-- Begin Reading text --

How CHANEL Bottled the Modern Woman
CHANEL N°5 perfume 1921 Patrimoine de Chanel, Paris ©Chanel
How CHANEL Bottled the Modern Woman
IN PARTNERSHIP WITH CHANEL
By Bonnie Langedijk
Perfume, before CHANEL, was a predictable proposition. Women wore singular notes—jasmine, or rose, or lilac—fragrances that were ornamental, decorative, and utterly without complexity. Then, in 1921, Gabrielle Chanel commissioned perfumer Ernest Beaux to create something entirely different: a scent that would smell like a woman, not like a flower.
Where other fragrances of the era sought to replicate the exact scent of a flower, Chanel demanded abstraction. She wanted, as Julie Deydier, Heritage Manager at CHANEL, explains, "to make an artificial perfume, because for her, the idea of a natural scent that directly evoked flowers was very 19th century. It was the past." In rejecting the floral simplicity expected of women's fragrances, Chanel was rejecting the simplicity expected of women themselves.
Gabrielle Chanel in her suite at the Ritz, Paris. Photo published in "Plaisir de France", April 1939 Crédits :© All Rights Reserved
CHANEL Sample card for No5 perfume, L'ultime refuge de la distinction (The ultimate refuge of elegance) Years 1950 Patrimoine de Chanel, Paris ©Chanel
Breaking the Mold
The vessel itself challenged convention with equal force. Where perfume bottles of the time were ornate, decorative objects, No. 5's container was architectural—sharp, angular, geometric. "Everything about that very first bottle from 1921 is radical," notes Deydier. It marked the debut of CHANEL’s now-iconic monogram, establishing fragrance as a vehicle for innovation rather than mere ornamentation.
Chanel understood that scent operates beyond the physical realm. It carries memory, intention, and most importantly, authority. As Deydier observes, Chanel "constructed a perfume the way you construct a garment." The result was something unprecedented: a fragrance that functioned as cultural authorship, allowing women to announce their complexity rather than apologize for it.
The Cultural Architecture of Revolution
Back in 1921, Chanel's cultural instincts were as sharp as her aesthetic ones. "The world she lived in during the 1920s was vibrant. She was connected to artists. We know, for instance, that she hosted grand parties at 31 rue Cambon, with all the most avant-garde artists of the time in attendance," shares Deydier. These soiréés were about networking but also cultural positioning. "After the First World War, a new chapter needed to be written and she was part of that avant-garde reinventing the world." The perfume became an extension of this cultural mission, ushering in a new era where women could be as complex and sophisticated as any artistic creation.
The aldehydes that gave No. 5 its distinctive sparkle were revolutionary in their own right. They produced lift, brightness, a quality that was both sophisticated and unexpected. In a world where women were expected to be pleasant accessories to male achievement, a woman wearing No. 5 announced: I refuse to fade into the background.
Gabrielle Chanel dans les champs de lavande à La Pausa, 1938 Crédits : Photo Roger Schall © Schall Collection
CHANEL Display with 5 tester bottles for No5, Cuir de Russie, Gardenia, Bois des Iles and No22 perfumes Years 1930 Patrimoine de Chanel, Paris ©Chanel
Guardians of Legacy, Architects of Progress
Today, CHANEL fragrance operates under custodians who understand themselves as guardians of something larger than commerce. Sylvie Legastelois, Director of Packaging Creation and Graphic Identity, embodies this philosophy. When asked about updating the iconic No. 5 bottle for its centennial, her response was definitive: "Someone came to me and asked if I wanted to change anything about the bottle. I said no. It's doing perfectly well. There's no reason to modify it."

-- End Reading text --
-- Begin Listing --

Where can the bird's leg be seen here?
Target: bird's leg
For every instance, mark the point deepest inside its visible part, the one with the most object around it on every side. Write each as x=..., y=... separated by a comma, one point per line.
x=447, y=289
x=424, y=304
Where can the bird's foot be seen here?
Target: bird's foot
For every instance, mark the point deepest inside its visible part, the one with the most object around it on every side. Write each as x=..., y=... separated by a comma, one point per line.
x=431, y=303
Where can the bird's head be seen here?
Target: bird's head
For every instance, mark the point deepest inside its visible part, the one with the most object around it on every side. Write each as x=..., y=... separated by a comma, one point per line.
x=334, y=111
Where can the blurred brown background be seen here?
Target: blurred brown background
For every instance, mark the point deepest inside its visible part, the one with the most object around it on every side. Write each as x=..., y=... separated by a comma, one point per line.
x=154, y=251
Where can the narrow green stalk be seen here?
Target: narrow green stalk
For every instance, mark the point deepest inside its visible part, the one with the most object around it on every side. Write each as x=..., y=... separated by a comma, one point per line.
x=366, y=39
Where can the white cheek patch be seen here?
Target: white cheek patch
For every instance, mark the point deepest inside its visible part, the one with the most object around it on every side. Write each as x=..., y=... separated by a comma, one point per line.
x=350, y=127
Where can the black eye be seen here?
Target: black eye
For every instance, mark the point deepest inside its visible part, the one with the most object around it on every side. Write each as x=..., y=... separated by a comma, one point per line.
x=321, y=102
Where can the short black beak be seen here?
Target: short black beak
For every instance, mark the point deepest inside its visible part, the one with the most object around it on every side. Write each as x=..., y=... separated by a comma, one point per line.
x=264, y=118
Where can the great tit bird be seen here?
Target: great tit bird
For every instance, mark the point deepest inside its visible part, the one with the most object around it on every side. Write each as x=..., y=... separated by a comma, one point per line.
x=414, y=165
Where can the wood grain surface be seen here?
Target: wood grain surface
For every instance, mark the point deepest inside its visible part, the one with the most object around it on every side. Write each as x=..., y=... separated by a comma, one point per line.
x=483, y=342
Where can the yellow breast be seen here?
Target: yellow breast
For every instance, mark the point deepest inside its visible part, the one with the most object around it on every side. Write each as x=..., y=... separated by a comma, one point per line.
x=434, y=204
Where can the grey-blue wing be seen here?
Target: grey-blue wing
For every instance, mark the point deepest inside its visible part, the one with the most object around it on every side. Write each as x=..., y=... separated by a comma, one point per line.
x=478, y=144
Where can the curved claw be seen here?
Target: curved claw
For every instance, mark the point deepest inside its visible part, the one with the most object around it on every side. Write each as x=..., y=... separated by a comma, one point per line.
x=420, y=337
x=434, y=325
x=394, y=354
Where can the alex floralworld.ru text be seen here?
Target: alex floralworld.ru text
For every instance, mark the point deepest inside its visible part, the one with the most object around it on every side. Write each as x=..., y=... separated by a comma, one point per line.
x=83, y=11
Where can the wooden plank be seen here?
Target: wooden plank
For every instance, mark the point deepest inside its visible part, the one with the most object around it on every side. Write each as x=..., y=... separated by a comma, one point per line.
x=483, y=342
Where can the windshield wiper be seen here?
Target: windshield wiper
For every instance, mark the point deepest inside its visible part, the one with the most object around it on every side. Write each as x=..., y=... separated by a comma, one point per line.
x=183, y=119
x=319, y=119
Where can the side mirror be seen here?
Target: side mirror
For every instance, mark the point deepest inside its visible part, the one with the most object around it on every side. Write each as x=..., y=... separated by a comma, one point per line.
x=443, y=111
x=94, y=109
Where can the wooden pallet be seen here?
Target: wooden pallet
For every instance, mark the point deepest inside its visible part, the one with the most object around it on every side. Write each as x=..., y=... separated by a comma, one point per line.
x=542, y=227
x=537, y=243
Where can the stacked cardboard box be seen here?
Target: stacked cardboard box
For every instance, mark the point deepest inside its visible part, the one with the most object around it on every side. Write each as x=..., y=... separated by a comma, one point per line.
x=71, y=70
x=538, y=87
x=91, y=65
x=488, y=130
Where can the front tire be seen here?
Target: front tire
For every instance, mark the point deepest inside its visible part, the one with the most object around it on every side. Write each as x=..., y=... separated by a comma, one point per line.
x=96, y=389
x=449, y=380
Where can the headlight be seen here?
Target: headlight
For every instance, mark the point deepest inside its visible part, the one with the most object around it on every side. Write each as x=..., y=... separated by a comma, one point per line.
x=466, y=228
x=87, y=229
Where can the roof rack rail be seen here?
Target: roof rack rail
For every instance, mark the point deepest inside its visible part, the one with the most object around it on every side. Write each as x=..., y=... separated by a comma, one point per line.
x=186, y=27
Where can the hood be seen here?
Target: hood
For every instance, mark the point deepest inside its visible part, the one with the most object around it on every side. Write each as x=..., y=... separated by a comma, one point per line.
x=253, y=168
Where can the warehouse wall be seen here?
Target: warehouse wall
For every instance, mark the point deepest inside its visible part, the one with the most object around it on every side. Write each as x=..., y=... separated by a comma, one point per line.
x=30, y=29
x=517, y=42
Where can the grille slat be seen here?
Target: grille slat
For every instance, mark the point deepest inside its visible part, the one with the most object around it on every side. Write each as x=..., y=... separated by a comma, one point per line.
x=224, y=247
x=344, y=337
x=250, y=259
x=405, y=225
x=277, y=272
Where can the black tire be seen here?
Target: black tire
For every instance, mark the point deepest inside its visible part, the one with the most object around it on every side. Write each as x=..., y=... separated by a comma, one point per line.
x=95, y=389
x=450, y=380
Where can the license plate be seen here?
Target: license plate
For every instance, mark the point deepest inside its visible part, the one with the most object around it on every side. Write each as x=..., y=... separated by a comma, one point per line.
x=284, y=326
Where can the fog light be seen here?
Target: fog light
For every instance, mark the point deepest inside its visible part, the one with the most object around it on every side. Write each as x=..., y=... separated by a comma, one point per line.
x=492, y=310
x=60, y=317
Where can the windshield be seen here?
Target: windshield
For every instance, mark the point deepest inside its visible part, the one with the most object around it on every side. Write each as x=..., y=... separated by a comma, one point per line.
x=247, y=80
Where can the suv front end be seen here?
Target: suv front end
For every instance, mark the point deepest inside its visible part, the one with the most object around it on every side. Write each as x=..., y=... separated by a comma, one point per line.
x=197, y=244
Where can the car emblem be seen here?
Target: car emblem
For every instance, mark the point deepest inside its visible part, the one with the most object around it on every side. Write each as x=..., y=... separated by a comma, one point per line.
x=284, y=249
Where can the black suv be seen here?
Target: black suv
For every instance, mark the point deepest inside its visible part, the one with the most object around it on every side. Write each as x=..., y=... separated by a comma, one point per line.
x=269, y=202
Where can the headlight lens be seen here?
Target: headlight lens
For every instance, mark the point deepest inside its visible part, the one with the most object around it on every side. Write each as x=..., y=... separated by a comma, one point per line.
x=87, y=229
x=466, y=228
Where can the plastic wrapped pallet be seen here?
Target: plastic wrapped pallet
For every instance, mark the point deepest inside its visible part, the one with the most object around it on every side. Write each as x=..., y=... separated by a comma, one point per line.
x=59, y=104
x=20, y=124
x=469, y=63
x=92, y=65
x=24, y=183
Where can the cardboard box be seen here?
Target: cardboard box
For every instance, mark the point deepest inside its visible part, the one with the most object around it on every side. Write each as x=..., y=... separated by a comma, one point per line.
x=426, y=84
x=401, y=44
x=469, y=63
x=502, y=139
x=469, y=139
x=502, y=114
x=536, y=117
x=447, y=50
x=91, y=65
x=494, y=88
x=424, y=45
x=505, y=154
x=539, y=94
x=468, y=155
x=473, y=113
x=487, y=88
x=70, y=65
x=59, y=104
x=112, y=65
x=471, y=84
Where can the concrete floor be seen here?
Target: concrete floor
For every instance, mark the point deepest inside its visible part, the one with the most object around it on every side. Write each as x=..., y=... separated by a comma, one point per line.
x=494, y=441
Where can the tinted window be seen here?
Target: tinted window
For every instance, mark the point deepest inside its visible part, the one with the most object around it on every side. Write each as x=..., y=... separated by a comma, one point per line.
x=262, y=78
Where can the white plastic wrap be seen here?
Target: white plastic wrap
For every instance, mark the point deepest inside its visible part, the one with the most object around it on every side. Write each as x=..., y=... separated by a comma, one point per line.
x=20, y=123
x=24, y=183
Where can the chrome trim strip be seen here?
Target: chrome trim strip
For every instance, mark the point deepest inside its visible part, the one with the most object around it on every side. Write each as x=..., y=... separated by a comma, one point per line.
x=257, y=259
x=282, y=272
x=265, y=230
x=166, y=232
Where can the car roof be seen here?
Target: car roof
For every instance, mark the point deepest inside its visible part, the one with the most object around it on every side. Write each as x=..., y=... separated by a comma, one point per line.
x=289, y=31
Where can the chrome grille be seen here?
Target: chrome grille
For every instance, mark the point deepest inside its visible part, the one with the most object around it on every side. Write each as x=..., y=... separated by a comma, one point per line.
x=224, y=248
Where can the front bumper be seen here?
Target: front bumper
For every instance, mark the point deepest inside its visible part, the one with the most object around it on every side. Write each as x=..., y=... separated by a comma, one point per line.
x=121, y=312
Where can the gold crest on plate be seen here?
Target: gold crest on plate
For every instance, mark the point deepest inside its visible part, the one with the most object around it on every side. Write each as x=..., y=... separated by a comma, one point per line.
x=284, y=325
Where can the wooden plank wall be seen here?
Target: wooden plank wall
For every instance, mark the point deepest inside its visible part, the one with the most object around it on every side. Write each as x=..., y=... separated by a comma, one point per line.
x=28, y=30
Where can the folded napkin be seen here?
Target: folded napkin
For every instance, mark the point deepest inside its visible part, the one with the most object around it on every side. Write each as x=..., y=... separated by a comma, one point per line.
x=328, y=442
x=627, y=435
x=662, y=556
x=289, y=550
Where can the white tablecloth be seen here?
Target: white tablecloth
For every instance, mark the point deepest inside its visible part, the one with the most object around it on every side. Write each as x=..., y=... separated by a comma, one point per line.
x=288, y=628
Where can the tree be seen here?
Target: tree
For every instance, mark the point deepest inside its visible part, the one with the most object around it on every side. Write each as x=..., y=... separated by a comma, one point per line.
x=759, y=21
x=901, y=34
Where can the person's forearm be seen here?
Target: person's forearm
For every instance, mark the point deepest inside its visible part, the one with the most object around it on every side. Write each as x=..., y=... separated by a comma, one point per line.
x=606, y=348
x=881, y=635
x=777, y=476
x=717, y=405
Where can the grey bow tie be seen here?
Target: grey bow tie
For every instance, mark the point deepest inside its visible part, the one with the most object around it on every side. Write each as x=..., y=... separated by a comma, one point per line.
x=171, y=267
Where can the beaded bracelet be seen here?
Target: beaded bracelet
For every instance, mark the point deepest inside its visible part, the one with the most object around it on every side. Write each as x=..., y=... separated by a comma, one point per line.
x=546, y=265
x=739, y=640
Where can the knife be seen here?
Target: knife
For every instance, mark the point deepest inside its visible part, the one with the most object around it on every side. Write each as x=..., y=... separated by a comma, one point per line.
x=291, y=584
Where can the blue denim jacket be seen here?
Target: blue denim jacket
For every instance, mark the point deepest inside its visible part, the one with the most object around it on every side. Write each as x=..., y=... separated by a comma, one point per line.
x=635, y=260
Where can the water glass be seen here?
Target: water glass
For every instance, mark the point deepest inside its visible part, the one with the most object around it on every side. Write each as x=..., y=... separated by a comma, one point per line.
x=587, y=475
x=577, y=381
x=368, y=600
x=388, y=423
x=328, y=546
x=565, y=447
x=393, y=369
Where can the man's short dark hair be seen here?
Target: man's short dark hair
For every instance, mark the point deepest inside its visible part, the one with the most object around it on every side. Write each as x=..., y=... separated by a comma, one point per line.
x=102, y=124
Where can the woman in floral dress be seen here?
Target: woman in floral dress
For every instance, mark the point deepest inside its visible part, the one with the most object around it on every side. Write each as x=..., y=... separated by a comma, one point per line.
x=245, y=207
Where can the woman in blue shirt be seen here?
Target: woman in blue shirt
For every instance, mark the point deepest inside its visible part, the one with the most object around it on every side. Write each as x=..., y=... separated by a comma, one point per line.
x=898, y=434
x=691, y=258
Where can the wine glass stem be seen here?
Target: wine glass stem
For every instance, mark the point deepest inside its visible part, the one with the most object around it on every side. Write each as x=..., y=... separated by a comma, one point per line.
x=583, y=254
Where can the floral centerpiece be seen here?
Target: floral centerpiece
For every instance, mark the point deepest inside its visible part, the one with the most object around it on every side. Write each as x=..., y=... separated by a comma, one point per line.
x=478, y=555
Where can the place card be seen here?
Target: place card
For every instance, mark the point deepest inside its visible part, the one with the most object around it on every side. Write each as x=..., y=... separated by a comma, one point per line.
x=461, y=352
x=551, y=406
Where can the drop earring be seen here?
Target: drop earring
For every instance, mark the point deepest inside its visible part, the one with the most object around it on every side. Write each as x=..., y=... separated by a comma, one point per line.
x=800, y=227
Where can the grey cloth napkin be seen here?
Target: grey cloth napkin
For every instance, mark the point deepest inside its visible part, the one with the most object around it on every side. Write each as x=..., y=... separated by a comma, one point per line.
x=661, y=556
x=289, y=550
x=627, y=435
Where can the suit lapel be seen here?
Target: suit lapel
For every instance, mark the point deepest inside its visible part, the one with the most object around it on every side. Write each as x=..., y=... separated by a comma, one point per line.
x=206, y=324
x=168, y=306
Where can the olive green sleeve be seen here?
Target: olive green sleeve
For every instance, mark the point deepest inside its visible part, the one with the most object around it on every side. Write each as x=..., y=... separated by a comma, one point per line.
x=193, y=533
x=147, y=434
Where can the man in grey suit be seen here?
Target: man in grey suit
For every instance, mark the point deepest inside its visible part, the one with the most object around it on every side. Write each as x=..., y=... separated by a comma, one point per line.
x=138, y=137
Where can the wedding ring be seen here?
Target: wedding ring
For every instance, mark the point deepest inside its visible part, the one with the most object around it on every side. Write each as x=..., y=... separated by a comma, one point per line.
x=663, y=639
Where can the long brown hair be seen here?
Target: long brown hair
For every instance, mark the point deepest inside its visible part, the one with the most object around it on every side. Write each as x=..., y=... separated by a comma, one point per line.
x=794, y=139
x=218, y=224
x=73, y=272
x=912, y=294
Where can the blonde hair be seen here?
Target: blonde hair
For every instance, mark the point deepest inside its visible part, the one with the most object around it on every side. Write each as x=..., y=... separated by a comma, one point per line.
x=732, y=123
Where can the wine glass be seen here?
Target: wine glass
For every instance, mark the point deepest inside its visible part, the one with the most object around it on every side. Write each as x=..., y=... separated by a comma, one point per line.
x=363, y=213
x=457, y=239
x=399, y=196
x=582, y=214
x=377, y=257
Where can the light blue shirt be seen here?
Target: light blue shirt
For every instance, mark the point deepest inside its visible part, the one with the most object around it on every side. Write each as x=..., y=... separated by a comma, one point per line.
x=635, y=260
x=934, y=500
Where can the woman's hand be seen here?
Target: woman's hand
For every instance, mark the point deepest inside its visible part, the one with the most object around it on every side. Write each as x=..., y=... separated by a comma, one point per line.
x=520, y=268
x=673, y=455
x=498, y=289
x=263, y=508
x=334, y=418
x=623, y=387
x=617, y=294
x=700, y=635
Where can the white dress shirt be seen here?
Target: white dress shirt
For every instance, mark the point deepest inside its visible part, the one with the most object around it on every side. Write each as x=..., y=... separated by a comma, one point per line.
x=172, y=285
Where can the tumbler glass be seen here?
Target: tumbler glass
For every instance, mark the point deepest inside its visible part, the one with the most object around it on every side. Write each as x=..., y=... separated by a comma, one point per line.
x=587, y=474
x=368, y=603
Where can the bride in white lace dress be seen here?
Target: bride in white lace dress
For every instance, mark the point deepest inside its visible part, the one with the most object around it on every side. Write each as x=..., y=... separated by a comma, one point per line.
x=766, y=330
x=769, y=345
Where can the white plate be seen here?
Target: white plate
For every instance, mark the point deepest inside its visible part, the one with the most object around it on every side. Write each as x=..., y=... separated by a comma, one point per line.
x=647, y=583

-- End Listing --

• **Parts of the exercise**
[A] In the article on Chanel No. 5, what gave the perfume its distinctive sparkle?
[B] Write the next few paragraphs of the article on Chanel No. 5, picking up after its final sentence.

• **Results of the tasks**
[A] The aldehydes gave No. 5 its distinctive sparkle.

[B]
This confidence reflects not conservatism but wisdom. "Part of my job is to act as guardian of the temple," Legastelois explains. "I need to make sure No. 5 stays in tune with the times, so it gets adjusted when necessary, but never altered without reason." The bottle, she notes, "really is an artistic creation. That's why it's inspired so many artists. Warhol, most famously."
Her understanding of the psychological dimension reveals fragrance's deeper power: "The bottle really matters. I wouldn't go as far as to say a perfume smells better if the bottle is beautiful, but I do think it makes people dream more. Some people buy perfumes and never even open them. They're happy just to own them, to look at them."
The Endurance of Cultural Revolution
The women who have embodied CHANEL over the past decades, tell their own story about the brand's enduring cultural impact. Marilyn Monroe's 1952’s—"What do I wear in bed? CHANEL No. 5, of course"—established the fragrance as a cultural touchstone, suggesting that a woman's sensuality carried independence and power. Gabrielle Chanel's own appearance in early No. 5 advertisements, followed by Catherine Deneuve as the iconic face of No. 5, and most recently Margot Robbie with her equally fearless approach to seizing the moment, these women spoke as individuals, not stars.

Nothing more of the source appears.